2009 | Topic: Pharmaceutical / Medical Devices

In an 8-1 decision, the United States Supreme Court has held that the preemption clause of the Medical Device Amendments, 21 U.S.C.S. § 360k(a) [“MDA”], bars state common-law tort claims that challenge the safety and effectiveness of a manufacturer’s heart catheter because that device had received pre-market approval from the FDA.

The case, Riegel v. Medtronic, Inc., No. 06-179 (U.S. Feb. 20, 2008), involved a New York man who was injured in 1996 when a doctor inflated a balloon catheter during an artery-clearing procedure.  Medtronic said the doctor in the case used the catheter contrary to labeling instructions and in a patient for whom it was not recommended.  The patient’s widow sued Medtronic in a New York district court, alleging strict liability and negligence in design, testing, marketing, and labeling, among other claims.  The court dismissed the lawsuit, finding the plaintiff’s state law claims were preempted.  A U.S. appeals court agreed that the lawsuit was pre-empted by federal law, and the Supreme Court has now upheld that decision.

In the opinion, the high court outlines the “rigorous” review and approval process for Class III medical devices.  Noting that the MDA expressly pre-empts only state requirements “different from, or in addition to, any requirement applicable . . . to the device” under federal law (§ 360(a)(1)), the decision, authored by Justice Scalia, opines that New York’s common law duties in negligence, strict liability, and implied warranty impose such “requirements” under the ordinary meaning of that term.

This decision is being touted by legal commentators as “significant” in making it harder for consumers to sue manufacturers of federally approved medical devices.  However, they have cautioned that other cases involving drugs and drug-labeling are still pending before the high court.  In the lone dissent to Riegel, Justice Ruth Bader Ginsburg wrote that Congress never intended “a radical curtailment of state common-law suits seeking compensation for injuries caused by defectively designed or labeled medical devices.”

Assignment
Copy the part of the Supreme Court preemption summary between "In the opinion, the" and "of that term.", inclusive, and replace "Justice Scalia" with "Justice Antonin Scalia".

[Collection entries]
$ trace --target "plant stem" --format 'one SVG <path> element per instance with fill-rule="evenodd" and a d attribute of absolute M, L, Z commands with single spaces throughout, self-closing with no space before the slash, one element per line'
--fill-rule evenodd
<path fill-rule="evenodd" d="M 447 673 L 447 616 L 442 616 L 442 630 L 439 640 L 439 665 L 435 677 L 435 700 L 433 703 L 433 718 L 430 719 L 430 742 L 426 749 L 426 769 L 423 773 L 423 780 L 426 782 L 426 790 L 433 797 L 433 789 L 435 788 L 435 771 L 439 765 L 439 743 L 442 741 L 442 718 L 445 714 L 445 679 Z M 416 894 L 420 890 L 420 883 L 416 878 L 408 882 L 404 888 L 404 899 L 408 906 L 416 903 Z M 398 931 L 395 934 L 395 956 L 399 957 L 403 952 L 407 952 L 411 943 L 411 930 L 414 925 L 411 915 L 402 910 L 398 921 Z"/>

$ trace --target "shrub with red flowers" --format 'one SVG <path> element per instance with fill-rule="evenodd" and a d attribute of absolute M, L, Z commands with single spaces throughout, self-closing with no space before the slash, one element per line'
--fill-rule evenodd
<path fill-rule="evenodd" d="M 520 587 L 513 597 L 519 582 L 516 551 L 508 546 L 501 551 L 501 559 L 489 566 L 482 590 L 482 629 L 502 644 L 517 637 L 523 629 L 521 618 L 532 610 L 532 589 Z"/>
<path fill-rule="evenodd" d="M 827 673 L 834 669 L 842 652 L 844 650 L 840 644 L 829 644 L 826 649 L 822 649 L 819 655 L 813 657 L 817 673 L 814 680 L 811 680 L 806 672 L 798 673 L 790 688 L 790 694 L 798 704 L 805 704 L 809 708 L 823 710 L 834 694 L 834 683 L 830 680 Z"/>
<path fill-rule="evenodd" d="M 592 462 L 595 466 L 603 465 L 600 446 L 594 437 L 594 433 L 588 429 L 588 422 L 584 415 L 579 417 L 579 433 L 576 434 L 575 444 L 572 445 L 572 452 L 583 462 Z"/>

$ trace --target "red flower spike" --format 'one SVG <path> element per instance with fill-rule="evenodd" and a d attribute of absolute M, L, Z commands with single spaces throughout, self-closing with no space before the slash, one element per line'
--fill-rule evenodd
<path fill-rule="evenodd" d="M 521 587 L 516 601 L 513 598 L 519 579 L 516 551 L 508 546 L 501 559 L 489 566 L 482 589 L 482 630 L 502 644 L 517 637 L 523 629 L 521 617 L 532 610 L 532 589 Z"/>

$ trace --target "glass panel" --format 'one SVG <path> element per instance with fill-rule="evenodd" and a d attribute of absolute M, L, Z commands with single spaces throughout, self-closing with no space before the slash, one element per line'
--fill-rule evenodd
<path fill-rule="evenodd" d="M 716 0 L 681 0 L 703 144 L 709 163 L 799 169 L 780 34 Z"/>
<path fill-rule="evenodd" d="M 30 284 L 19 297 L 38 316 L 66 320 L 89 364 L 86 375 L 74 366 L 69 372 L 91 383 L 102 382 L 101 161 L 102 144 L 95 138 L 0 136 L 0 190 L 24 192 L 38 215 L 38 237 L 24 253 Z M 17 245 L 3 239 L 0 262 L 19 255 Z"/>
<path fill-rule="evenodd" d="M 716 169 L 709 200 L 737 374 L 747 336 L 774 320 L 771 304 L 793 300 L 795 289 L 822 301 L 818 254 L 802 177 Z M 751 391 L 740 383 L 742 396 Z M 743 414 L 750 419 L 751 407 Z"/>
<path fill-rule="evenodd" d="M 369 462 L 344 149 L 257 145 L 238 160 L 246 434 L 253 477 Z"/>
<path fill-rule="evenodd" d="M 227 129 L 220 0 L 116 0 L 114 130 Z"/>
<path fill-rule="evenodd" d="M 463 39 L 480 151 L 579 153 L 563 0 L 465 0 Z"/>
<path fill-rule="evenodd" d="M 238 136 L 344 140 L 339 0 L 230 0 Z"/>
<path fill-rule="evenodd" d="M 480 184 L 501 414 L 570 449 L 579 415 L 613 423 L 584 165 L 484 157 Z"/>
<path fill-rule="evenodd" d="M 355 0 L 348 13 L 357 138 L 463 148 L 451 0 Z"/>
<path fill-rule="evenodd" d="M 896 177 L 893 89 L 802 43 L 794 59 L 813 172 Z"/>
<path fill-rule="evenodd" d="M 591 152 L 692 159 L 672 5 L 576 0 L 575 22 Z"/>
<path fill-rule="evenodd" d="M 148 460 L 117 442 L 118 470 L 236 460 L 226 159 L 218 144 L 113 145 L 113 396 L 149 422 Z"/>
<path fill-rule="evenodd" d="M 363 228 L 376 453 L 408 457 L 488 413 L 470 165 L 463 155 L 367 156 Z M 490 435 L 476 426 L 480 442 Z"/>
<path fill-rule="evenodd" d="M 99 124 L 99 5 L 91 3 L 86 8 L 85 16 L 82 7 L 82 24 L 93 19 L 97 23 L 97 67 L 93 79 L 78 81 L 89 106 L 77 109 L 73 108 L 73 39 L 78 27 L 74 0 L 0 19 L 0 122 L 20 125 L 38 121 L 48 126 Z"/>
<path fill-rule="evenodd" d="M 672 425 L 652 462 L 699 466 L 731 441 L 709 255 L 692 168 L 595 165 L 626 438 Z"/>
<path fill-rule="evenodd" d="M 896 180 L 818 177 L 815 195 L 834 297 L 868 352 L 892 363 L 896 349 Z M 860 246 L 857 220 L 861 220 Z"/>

Solution for this exercise
In the opinion, the high court outlines the “rigorous” review and approval process for Class III medical devices.  Noting that the MDA expressly pre-empts only state requirements “different from, or in addition to, any requirement applicable . . . to the device” under federal law (§ 360(a)(1)), the decision, authored by Justice Antonin Scalia, opines that New York’s common law duties in negligence, strict liability, and implied warranty impose such “requirements” under the ordinary meaning of that term.